◆ WHAT YOU WILL DO:
Take the line that contains "The service SHOULD locate every instance of the water" as the first line and the final line of the records as the last; return exactly those lines and the lines between.

Extracted records
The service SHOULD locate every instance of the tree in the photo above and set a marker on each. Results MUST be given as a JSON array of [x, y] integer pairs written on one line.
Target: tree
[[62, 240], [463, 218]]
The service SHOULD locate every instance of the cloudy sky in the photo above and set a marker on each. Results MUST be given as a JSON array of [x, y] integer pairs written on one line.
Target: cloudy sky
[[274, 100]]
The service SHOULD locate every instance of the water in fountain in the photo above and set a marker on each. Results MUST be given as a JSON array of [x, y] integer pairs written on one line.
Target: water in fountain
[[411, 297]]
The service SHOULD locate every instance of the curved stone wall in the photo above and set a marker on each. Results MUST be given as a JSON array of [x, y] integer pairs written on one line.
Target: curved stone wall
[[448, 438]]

◆ EXPECTED ANSWER:
The service SHOULD locate every instance of the water in fountain in the photo above and set a marker on each. Results MUST be given as a JSON array of [x, y] integer pairs written on one line.
Target: water in fountain
[[411, 297]]
The service SHOULD locate every instance of the curved stone wall in the photo above and set a marker on each. Results MUST be given as a JSON array of [x, y] integer pairs written on one line.
Target: curved stone wall
[[448, 438]]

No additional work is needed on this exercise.